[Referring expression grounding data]
┏━━
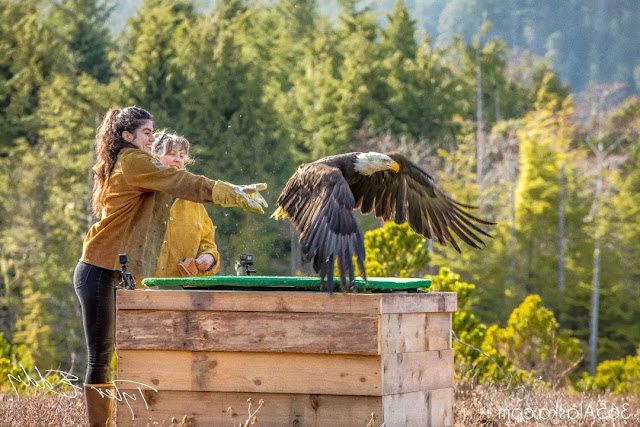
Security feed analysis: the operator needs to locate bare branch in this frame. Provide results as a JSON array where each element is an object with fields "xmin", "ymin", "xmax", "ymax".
[
  {"xmin": 603, "ymin": 135, "xmax": 625, "ymax": 155},
  {"xmin": 552, "ymin": 355, "xmax": 584, "ymax": 390},
  {"xmin": 452, "ymin": 330, "xmax": 513, "ymax": 388}
]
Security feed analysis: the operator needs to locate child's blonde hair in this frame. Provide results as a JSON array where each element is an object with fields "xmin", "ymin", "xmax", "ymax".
[{"xmin": 151, "ymin": 129, "xmax": 194, "ymax": 166}]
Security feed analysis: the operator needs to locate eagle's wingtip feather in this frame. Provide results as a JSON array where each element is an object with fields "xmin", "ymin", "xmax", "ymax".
[{"xmin": 271, "ymin": 206, "xmax": 288, "ymax": 220}]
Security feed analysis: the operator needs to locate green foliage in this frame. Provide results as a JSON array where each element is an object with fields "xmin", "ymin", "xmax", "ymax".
[
  {"xmin": 2, "ymin": 71, "xmax": 109, "ymax": 373},
  {"xmin": 431, "ymin": 268, "xmax": 498, "ymax": 385},
  {"xmin": 275, "ymin": 19, "xmax": 346, "ymax": 161},
  {"xmin": 363, "ymin": 222, "xmax": 430, "ymax": 278},
  {"xmin": 432, "ymin": 269, "xmax": 581, "ymax": 388},
  {"xmin": 0, "ymin": 0, "xmax": 69, "ymax": 149},
  {"xmin": 0, "ymin": 332, "xmax": 34, "ymax": 394},
  {"xmin": 116, "ymin": 0, "xmax": 194, "ymax": 125},
  {"xmin": 577, "ymin": 344, "xmax": 640, "ymax": 396},
  {"xmin": 51, "ymin": 0, "xmax": 113, "ymax": 82},
  {"xmin": 582, "ymin": 97, "xmax": 640, "ymax": 361},
  {"xmin": 0, "ymin": 332, "xmax": 78, "ymax": 396},
  {"xmin": 485, "ymin": 295, "xmax": 583, "ymax": 386},
  {"xmin": 168, "ymin": 2, "xmax": 293, "ymax": 272},
  {"xmin": 334, "ymin": 0, "xmax": 392, "ymax": 147},
  {"xmin": 429, "ymin": 121, "xmax": 522, "ymax": 323},
  {"xmin": 0, "ymin": 0, "xmax": 111, "ymax": 374},
  {"xmin": 434, "ymin": 0, "xmax": 640, "ymax": 93},
  {"xmin": 430, "ymin": 267, "xmax": 475, "ymax": 310},
  {"xmin": 382, "ymin": 38, "xmax": 468, "ymax": 142},
  {"xmin": 513, "ymin": 92, "xmax": 594, "ymax": 322},
  {"xmin": 382, "ymin": 0, "xmax": 417, "ymax": 60}
]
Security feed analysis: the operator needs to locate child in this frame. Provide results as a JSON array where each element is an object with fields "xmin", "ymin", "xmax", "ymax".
[{"xmin": 151, "ymin": 131, "xmax": 220, "ymax": 278}]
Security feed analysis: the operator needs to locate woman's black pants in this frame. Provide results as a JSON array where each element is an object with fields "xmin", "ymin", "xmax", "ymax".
[{"xmin": 73, "ymin": 260, "xmax": 120, "ymax": 384}]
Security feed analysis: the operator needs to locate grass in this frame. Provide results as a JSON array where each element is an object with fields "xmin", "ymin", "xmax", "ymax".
[
  {"xmin": 0, "ymin": 393, "xmax": 86, "ymax": 427},
  {"xmin": 0, "ymin": 388, "xmax": 638, "ymax": 426},
  {"xmin": 455, "ymin": 385, "xmax": 640, "ymax": 426}
]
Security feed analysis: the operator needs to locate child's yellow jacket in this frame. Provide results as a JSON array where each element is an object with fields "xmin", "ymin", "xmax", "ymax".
[{"xmin": 154, "ymin": 199, "xmax": 220, "ymax": 277}]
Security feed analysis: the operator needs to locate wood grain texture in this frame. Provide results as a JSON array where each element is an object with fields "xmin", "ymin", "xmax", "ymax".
[
  {"xmin": 381, "ymin": 312, "xmax": 451, "ymax": 353},
  {"xmin": 116, "ymin": 310, "xmax": 379, "ymax": 354},
  {"xmin": 116, "ymin": 290, "xmax": 383, "ymax": 314},
  {"xmin": 382, "ymin": 350, "xmax": 454, "ymax": 395},
  {"xmin": 117, "ymin": 350, "xmax": 382, "ymax": 396},
  {"xmin": 382, "ymin": 388, "xmax": 453, "ymax": 427},
  {"xmin": 116, "ymin": 290, "xmax": 457, "ymax": 314},
  {"xmin": 380, "ymin": 292, "xmax": 457, "ymax": 314},
  {"xmin": 115, "ymin": 390, "xmax": 384, "ymax": 427},
  {"xmin": 115, "ymin": 289, "xmax": 456, "ymax": 424}
]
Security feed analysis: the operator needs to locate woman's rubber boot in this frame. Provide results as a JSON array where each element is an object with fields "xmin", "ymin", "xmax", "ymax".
[{"xmin": 84, "ymin": 383, "xmax": 115, "ymax": 427}]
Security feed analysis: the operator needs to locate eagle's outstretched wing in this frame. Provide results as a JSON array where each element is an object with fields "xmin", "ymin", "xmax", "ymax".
[
  {"xmin": 350, "ymin": 153, "xmax": 494, "ymax": 252},
  {"xmin": 275, "ymin": 163, "xmax": 365, "ymax": 291}
]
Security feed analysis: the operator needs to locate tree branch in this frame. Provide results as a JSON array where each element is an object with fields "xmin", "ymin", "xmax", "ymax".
[{"xmin": 452, "ymin": 330, "xmax": 513, "ymax": 388}]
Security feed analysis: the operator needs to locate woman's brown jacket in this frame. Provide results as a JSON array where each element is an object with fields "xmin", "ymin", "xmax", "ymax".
[{"xmin": 81, "ymin": 148, "xmax": 230, "ymax": 277}]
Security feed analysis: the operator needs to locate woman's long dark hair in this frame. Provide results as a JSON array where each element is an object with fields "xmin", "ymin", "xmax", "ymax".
[{"xmin": 91, "ymin": 106, "xmax": 153, "ymax": 215}]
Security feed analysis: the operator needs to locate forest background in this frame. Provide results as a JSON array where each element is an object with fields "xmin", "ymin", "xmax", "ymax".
[{"xmin": 1, "ymin": 0, "xmax": 640, "ymax": 396}]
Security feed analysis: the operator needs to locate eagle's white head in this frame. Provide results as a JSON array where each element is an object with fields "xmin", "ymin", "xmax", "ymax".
[{"xmin": 354, "ymin": 152, "xmax": 400, "ymax": 176}]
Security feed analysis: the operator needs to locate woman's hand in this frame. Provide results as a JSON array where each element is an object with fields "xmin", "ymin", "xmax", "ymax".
[{"xmin": 195, "ymin": 254, "xmax": 215, "ymax": 271}]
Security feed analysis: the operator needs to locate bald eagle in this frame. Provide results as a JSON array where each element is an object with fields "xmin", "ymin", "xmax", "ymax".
[{"xmin": 272, "ymin": 152, "xmax": 494, "ymax": 292}]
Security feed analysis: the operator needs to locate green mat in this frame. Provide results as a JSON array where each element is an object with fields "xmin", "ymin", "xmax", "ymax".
[{"xmin": 141, "ymin": 275, "xmax": 431, "ymax": 293}]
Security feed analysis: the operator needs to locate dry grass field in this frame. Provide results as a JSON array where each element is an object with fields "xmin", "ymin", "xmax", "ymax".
[
  {"xmin": 0, "ymin": 387, "xmax": 638, "ymax": 426},
  {"xmin": 0, "ymin": 393, "xmax": 86, "ymax": 427},
  {"xmin": 455, "ymin": 386, "xmax": 640, "ymax": 426}
]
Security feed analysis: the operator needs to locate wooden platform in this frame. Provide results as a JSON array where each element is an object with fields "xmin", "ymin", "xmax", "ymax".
[{"xmin": 115, "ymin": 290, "xmax": 456, "ymax": 426}]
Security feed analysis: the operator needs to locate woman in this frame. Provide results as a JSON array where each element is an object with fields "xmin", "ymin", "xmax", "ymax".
[
  {"xmin": 151, "ymin": 130, "xmax": 220, "ymax": 278},
  {"xmin": 74, "ymin": 106, "xmax": 266, "ymax": 426}
]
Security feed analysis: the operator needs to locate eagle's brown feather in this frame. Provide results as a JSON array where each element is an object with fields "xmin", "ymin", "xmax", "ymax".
[{"xmin": 273, "ymin": 152, "xmax": 495, "ymax": 292}]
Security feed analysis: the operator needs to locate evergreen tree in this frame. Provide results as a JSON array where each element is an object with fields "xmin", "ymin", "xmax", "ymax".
[
  {"xmin": 51, "ymin": 0, "xmax": 113, "ymax": 83},
  {"xmin": 384, "ymin": 37, "xmax": 467, "ymax": 142},
  {"xmin": 381, "ymin": 1, "xmax": 464, "ymax": 142},
  {"xmin": 276, "ymin": 19, "xmax": 345, "ymax": 161},
  {"xmin": 8, "ymin": 73, "xmax": 110, "ymax": 371},
  {"xmin": 485, "ymin": 294, "xmax": 583, "ymax": 386},
  {"xmin": 171, "ymin": 2, "xmax": 293, "ymax": 274},
  {"xmin": 0, "ymin": 0, "xmax": 68, "ymax": 150},
  {"xmin": 382, "ymin": 0, "xmax": 417, "ymax": 60},
  {"xmin": 116, "ymin": 0, "xmax": 194, "ymax": 125},
  {"xmin": 514, "ymin": 94, "xmax": 590, "ymax": 315},
  {"xmin": 334, "ymin": 0, "xmax": 392, "ymax": 146},
  {"xmin": 363, "ymin": 222, "xmax": 430, "ymax": 278},
  {"xmin": 429, "ymin": 119, "xmax": 520, "ymax": 323},
  {"xmin": 0, "ymin": 0, "xmax": 69, "ymax": 343},
  {"xmin": 568, "ymin": 93, "xmax": 640, "ymax": 366}
]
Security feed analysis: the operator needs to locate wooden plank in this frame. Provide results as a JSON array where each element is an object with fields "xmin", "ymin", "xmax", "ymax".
┗━━
Return verbatim each line from the one that mentions "Security feed analysis: the operator needs to locate evergreen" to the end of the entries, inclusive.

THE ANSWER
Security feed analysis: the operator needs to locate evergreen tree in this frame. Provide results as a JSON array where each element is an object with fields "xmin", "ymin", "xmax", "ymax".
[
  {"xmin": 51, "ymin": 0, "xmax": 113, "ymax": 83},
  {"xmin": 384, "ymin": 37, "xmax": 467, "ymax": 142},
  {"xmin": 381, "ymin": 1, "xmax": 464, "ymax": 142},
  {"xmin": 276, "ymin": 19, "xmax": 345, "ymax": 161},
  {"xmin": 8, "ymin": 73, "xmax": 110, "ymax": 371},
  {"xmin": 485, "ymin": 294, "xmax": 583, "ymax": 386},
  {"xmin": 171, "ymin": 2, "xmax": 293, "ymax": 274},
  {"xmin": 0, "ymin": 0, "xmax": 68, "ymax": 150},
  {"xmin": 382, "ymin": 0, "xmax": 417, "ymax": 60},
  {"xmin": 116, "ymin": 0, "xmax": 194, "ymax": 125},
  {"xmin": 514, "ymin": 94, "xmax": 590, "ymax": 315},
  {"xmin": 334, "ymin": 0, "xmax": 392, "ymax": 146},
  {"xmin": 363, "ymin": 222, "xmax": 430, "ymax": 278},
  {"xmin": 429, "ymin": 119, "xmax": 520, "ymax": 323},
  {"xmin": 0, "ymin": 0, "xmax": 69, "ymax": 343},
  {"xmin": 568, "ymin": 93, "xmax": 640, "ymax": 366}
]
Security feed analysis: the operator needs to locate wooden plank in this frame. Provide results as a JSON array where each element is an object with fields "xmin", "ymin", "xmax", "ymax".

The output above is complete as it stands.